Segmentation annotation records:
## BEGIN

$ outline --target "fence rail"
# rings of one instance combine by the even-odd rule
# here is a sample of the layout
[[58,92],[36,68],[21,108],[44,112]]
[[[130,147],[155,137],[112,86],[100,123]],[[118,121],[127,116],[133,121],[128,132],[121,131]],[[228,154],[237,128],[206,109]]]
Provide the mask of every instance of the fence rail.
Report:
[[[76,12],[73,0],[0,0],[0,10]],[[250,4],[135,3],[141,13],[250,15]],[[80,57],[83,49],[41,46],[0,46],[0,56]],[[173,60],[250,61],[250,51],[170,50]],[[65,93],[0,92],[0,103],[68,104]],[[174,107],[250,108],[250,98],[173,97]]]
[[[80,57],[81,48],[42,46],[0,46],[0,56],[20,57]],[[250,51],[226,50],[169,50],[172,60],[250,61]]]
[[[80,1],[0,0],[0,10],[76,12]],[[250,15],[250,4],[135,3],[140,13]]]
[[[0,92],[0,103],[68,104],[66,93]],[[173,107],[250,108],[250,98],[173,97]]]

## END

From the records above, extract everything verbatim.

→ **Written solution**
$ outline --target "fence rail"
# rings of one instance combine by the even-odd rule
# here is a sample of the layout
[[58,92],[36,68],[21,108],[44,112]]
[[[130,147],[155,137],[112,86],[100,123]],[[118,121],[127,116],[133,121],[128,132],[121,131]],[[228,154],[237,128],[206,109]]]
Provide the mask of every instance of the fence rail.
Report:
[[[76,12],[73,0],[0,0],[0,10]],[[250,4],[135,3],[141,13],[250,15]],[[80,57],[83,49],[41,46],[0,46],[0,56]],[[173,60],[250,61],[250,51],[170,50]],[[65,93],[0,92],[0,103],[68,104]],[[174,107],[250,108],[250,98],[173,97]]]
[[[80,57],[81,48],[42,46],[0,46],[0,56],[20,57]],[[250,51],[226,50],[169,50],[172,60],[250,61]]]
[[[80,1],[0,0],[0,10],[76,12]],[[250,15],[250,4],[135,3],[140,13]]]
[[[0,92],[0,103],[68,104],[66,93]],[[173,107],[250,108],[250,98],[173,97]]]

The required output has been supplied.